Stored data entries

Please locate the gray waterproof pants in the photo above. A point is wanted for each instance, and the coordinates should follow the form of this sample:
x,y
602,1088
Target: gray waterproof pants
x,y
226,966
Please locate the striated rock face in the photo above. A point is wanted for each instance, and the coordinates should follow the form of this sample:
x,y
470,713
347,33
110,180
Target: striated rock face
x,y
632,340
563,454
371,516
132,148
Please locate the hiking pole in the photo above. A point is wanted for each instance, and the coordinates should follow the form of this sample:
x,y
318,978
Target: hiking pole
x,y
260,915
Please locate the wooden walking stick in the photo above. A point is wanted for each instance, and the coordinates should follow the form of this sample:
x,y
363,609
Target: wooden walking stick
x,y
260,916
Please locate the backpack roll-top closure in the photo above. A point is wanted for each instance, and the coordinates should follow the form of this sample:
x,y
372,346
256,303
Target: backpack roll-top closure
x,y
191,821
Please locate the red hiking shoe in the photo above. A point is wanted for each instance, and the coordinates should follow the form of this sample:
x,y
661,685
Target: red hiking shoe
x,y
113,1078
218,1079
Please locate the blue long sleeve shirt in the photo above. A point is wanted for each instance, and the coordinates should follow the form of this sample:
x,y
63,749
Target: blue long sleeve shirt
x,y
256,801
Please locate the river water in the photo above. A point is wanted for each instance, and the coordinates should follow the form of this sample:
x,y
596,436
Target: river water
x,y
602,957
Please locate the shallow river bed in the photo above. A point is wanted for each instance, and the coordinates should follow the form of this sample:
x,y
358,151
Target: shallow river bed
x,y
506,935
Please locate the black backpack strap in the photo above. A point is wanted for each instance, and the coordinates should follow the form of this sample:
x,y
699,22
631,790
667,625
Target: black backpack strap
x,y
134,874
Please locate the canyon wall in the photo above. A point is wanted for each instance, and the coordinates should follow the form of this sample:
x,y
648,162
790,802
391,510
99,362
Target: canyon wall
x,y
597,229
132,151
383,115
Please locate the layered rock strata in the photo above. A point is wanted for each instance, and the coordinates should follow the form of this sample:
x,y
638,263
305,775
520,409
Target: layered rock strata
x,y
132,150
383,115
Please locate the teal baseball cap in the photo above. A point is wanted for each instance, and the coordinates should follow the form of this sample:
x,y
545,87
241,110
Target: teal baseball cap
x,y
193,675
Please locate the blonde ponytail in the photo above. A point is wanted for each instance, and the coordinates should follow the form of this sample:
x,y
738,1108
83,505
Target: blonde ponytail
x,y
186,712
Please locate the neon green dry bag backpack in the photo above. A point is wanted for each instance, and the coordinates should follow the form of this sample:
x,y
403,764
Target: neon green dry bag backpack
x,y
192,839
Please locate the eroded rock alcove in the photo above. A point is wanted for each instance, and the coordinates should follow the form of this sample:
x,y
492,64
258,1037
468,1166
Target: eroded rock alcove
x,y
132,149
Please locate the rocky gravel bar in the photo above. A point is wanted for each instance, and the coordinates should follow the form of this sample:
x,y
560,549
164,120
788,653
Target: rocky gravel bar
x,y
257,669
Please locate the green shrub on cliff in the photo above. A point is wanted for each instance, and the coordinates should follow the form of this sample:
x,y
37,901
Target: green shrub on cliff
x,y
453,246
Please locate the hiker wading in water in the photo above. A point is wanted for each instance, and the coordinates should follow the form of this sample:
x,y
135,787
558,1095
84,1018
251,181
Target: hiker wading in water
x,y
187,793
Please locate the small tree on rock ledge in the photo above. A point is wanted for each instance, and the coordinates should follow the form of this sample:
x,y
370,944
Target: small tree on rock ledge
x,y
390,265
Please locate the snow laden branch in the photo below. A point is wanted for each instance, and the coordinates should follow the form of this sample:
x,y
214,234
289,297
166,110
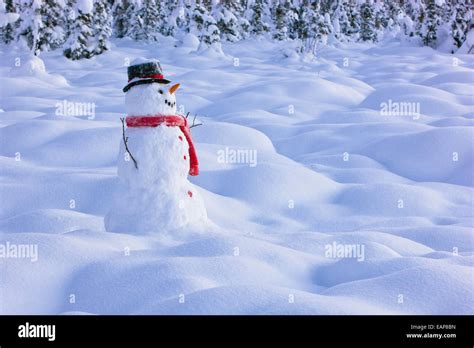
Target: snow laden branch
x,y
125,142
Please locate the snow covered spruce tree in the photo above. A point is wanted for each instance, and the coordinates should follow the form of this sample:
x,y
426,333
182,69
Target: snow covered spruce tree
x,y
461,20
121,22
281,22
367,24
7,25
258,19
31,24
102,25
429,32
227,21
79,43
146,20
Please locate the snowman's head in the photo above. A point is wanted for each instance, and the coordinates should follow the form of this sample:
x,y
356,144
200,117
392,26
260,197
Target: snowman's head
x,y
151,99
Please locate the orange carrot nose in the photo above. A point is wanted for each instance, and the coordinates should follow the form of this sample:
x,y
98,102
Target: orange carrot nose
x,y
174,88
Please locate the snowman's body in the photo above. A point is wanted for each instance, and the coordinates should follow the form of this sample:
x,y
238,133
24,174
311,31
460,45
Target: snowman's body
x,y
158,195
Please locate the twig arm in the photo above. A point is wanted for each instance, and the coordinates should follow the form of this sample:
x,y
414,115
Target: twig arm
x,y
125,141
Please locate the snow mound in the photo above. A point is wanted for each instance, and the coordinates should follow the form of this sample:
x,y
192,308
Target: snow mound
x,y
50,221
443,154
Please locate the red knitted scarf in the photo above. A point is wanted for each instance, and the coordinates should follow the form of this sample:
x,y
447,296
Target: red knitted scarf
x,y
170,121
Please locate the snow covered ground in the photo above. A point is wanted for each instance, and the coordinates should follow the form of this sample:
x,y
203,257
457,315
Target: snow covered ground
x,y
323,167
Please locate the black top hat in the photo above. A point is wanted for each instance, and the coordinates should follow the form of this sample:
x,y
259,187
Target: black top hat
x,y
144,73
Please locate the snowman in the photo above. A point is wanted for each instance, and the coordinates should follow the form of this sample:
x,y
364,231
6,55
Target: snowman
x,y
155,157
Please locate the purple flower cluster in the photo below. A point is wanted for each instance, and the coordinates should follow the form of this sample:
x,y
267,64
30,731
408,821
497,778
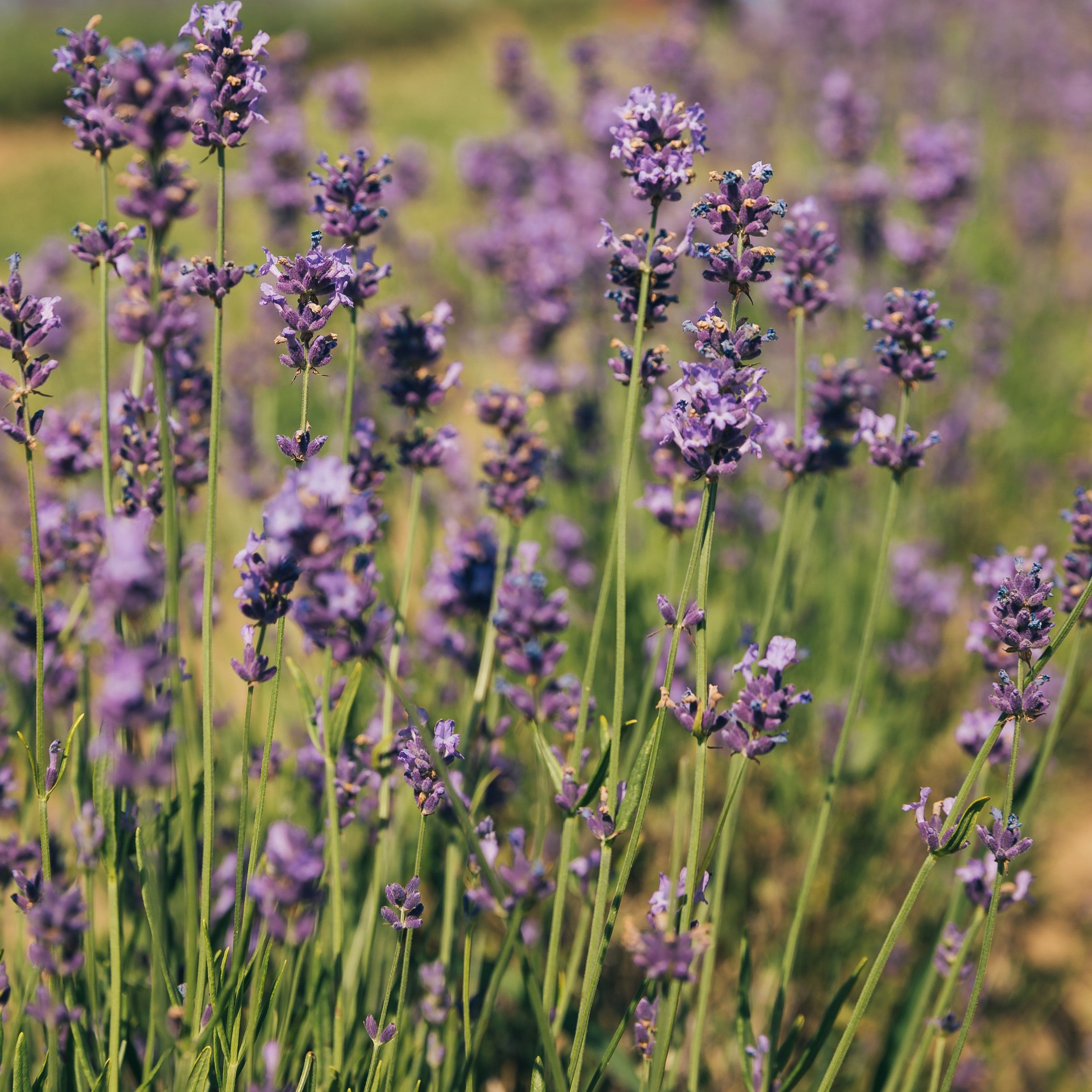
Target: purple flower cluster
x,y
631,256
908,329
226,77
898,456
714,422
517,460
288,891
807,249
650,140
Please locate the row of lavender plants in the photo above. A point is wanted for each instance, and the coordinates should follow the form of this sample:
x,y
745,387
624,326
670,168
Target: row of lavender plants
x,y
195,916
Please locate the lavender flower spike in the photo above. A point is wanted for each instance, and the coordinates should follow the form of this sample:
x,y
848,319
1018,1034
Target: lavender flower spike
x,y
1004,840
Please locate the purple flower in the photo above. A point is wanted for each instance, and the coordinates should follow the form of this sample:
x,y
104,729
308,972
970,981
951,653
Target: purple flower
x,y
1004,840
979,875
884,450
57,924
103,245
89,832
630,256
93,118
973,731
650,141
908,329
807,249
288,891
1012,704
255,667
529,620
932,829
407,908
645,1027
410,347
349,198
1023,620
226,78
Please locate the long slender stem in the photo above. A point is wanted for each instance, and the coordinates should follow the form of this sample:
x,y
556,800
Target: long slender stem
x,y
104,351
598,945
403,983
347,420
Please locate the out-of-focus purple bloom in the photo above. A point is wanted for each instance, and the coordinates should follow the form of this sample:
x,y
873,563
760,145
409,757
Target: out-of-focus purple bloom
x,y
979,875
410,347
529,620
103,245
255,667
932,829
650,141
406,907
1023,621
631,255
1004,840
645,1027
807,248
288,891
1008,700
884,450
88,833
350,195
89,102
226,77
57,924
908,329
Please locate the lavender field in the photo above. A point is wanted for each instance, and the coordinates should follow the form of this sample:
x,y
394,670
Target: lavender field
x,y
547,546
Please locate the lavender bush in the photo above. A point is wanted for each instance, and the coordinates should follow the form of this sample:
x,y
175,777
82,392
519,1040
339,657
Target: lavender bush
x,y
401,832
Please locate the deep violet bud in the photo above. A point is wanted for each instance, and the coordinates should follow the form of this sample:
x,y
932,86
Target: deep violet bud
x,y
226,77
89,102
631,256
349,197
57,924
807,248
741,207
528,620
288,891
1004,840
103,245
89,832
1023,621
979,875
884,450
264,585
377,1037
406,907
908,329
645,1027
1012,704
650,140
255,667
931,829
765,704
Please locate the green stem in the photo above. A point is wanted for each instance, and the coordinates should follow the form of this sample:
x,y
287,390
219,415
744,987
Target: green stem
x,y
104,350
599,944
407,948
943,1002
350,384
874,974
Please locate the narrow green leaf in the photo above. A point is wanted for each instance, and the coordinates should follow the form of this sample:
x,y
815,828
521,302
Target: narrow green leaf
x,y
21,1077
962,828
633,797
199,1075
826,1026
547,757
745,1033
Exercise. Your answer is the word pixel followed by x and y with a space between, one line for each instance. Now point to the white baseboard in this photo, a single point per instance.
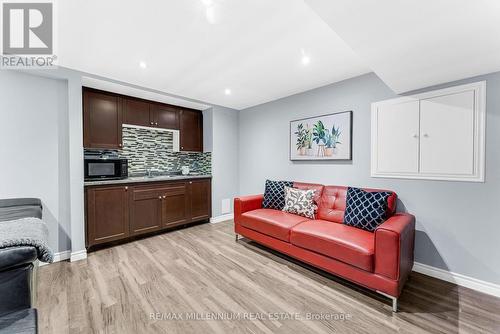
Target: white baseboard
pixel 61 256
pixel 78 255
pixel 222 218
pixel 458 279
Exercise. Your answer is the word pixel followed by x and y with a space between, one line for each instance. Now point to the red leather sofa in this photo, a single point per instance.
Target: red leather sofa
pixel 380 260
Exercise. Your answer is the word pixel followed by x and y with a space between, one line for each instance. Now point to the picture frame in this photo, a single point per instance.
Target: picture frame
pixel 322 138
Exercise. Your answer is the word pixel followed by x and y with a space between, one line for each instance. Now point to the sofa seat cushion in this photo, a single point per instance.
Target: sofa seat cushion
pixel 344 243
pixel 274 223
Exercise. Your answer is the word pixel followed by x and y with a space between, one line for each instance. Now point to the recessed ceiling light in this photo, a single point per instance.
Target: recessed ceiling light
pixel 305 58
pixel 210 14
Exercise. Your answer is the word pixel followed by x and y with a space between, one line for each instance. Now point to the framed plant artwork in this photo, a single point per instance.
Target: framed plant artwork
pixel 327 137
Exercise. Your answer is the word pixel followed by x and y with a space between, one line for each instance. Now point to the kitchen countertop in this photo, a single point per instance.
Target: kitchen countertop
pixel 142 179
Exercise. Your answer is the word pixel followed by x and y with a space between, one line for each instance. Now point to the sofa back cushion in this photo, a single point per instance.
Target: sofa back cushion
pixel 332 204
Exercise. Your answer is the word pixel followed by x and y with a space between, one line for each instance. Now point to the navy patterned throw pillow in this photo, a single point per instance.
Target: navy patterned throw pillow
pixel 274 196
pixel 365 210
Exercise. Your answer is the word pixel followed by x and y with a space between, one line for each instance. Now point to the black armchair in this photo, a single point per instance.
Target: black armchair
pixel 17 272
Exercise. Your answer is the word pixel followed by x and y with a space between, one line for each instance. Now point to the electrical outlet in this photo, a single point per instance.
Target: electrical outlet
pixel 226 206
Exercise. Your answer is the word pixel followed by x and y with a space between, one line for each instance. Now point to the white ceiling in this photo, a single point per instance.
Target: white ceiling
pixel 254 47
pixel 413 44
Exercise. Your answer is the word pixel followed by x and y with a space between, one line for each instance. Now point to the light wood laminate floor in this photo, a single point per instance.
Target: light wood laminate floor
pixel 202 270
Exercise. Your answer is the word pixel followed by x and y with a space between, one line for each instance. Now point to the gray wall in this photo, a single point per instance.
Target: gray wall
pixel 224 157
pixel 457 226
pixel 34 150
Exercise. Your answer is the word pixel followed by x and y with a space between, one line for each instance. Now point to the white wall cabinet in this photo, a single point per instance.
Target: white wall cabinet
pixel 438 135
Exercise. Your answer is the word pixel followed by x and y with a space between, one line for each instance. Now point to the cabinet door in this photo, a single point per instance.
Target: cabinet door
pixel 166 117
pixel 191 128
pixel 447 134
pixel 174 204
pixel 397 144
pixel 145 210
pixel 200 199
pixel 102 120
pixel 137 112
pixel 107 214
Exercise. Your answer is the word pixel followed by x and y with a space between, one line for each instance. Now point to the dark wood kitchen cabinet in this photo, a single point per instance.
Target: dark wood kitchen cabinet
pixel 191 130
pixel 199 198
pixel 174 204
pixel 107 216
pixel 145 210
pixel 105 113
pixel 121 212
pixel 137 112
pixel 102 120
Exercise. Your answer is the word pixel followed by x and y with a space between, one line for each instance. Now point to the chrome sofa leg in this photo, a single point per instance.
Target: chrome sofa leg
pixel 393 299
pixel 33 283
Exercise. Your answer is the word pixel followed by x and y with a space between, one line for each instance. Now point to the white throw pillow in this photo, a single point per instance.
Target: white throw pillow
pixel 300 202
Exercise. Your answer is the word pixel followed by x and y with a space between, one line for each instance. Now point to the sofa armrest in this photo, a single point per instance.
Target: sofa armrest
pixel 17 208
pixel 246 203
pixel 394 244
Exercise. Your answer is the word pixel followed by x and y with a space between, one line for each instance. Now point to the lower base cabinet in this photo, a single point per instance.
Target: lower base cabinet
pixel 107 214
pixel 119 212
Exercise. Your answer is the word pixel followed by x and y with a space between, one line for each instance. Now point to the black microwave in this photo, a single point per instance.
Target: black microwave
pixel 106 168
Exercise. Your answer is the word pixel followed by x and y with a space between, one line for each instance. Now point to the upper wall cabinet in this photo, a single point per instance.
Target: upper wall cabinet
pixel 102 120
pixel 438 135
pixel 105 113
pixel 191 128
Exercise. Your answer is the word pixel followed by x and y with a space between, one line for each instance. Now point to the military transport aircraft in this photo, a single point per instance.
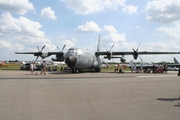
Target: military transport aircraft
pixel 78 59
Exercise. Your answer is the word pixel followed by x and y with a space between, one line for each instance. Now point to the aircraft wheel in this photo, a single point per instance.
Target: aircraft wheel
pixel 76 70
pixel 73 71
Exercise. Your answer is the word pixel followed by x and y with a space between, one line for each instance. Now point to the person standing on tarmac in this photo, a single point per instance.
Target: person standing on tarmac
pixel 33 67
pixel 43 68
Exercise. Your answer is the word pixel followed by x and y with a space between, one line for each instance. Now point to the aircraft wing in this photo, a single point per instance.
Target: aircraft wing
pixel 132 53
pixel 26 52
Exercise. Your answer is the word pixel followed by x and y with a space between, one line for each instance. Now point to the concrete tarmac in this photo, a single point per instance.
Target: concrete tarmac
pixel 89 96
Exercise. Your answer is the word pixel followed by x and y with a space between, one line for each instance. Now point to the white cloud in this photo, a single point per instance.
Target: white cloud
pixel 92 6
pixel 22 25
pixel 130 9
pixel 163 11
pixel 5 45
pixel 110 29
pixel 48 13
pixel 68 43
pixel 115 37
pixel 88 27
pixel 17 6
pixel 173 32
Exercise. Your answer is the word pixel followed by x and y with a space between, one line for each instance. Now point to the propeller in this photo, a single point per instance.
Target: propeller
pixel 62 48
pixel 109 54
pixel 135 55
pixel 39 52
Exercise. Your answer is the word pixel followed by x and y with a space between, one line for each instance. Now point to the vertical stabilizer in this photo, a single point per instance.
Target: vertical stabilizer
pixel 98 47
pixel 175 61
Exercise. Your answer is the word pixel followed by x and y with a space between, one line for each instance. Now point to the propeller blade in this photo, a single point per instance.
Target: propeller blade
pixel 57 48
pixel 111 47
pixel 38 47
pixel 63 47
pixel 141 59
pixel 138 47
pixel 43 47
pixel 37 58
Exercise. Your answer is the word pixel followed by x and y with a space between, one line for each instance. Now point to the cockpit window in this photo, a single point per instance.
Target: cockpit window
pixel 72 50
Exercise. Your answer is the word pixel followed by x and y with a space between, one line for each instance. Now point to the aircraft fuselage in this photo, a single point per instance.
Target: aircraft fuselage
pixel 78 59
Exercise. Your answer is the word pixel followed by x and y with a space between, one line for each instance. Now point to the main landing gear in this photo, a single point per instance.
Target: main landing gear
pixel 76 70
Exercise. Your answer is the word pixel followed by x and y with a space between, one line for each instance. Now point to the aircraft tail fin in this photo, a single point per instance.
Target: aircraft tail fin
pixel 98 46
pixel 175 61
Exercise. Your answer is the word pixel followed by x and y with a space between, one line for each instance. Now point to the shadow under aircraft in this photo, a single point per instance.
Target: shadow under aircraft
pixel 78 59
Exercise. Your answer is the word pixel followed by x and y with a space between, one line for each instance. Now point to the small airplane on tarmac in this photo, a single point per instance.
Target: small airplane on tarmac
pixel 2 64
pixel 78 59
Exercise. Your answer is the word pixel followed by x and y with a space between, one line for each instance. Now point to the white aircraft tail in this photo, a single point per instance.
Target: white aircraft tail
pixel 98 46
pixel 175 61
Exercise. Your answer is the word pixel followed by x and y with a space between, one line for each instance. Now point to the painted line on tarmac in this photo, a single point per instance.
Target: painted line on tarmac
pixel 160 76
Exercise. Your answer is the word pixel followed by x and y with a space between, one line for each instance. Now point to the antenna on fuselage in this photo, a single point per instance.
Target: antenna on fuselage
pixel 98 47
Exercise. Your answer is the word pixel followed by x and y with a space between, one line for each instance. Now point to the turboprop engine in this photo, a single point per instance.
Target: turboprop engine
pixel 123 59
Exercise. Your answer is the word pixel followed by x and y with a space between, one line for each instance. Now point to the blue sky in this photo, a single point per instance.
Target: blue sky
pixel 24 24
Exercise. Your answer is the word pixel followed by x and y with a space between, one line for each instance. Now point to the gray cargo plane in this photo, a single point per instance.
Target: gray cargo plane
pixel 78 59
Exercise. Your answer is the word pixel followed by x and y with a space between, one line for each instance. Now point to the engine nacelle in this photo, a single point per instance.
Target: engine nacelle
pixel 123 59
pixel 109 56
pixel 60 59
pixel 135 55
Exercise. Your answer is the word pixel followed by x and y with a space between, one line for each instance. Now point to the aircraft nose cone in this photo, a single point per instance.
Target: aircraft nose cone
pixel 71 61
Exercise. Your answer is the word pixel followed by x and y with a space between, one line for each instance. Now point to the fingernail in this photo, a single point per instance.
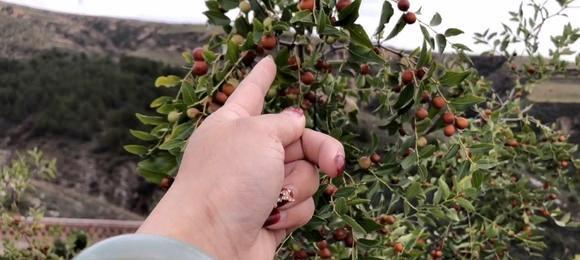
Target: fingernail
pixel 286 196
pixel 340 164
pixel 296 110
pixel 273 218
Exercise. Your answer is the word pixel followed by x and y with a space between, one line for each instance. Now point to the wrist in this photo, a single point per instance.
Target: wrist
pixel 199 224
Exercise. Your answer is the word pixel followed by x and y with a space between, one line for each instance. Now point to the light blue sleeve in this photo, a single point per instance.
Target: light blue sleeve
pixel 141 246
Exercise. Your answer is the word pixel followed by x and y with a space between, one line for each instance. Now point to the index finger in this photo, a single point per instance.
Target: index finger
pixel 248 99
pixel 320 149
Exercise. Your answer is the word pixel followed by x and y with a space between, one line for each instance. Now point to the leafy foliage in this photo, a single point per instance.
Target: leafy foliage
pixel 15 179
pixel 460 186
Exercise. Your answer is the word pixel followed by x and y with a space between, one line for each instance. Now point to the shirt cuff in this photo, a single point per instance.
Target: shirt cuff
pixel 141 246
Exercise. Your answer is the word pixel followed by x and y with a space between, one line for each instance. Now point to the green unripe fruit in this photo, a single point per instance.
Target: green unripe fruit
pixel 330 40
pixel 173 116
pixel 245 7
pixel 237 39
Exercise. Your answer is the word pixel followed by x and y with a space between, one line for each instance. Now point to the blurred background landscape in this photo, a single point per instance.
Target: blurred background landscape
pixel 70 85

### Required action
The answer must be every line of the records above that holds the word "below".

### Answer box
Please locate the snow laden branch in the photo below. A point is wanted for each instance, and the coordinates should follow the form of this sample:
Please locate the purple flower cluster in the photo below. A point is wanted for each instance, and the coordinates should follow the form of this sample:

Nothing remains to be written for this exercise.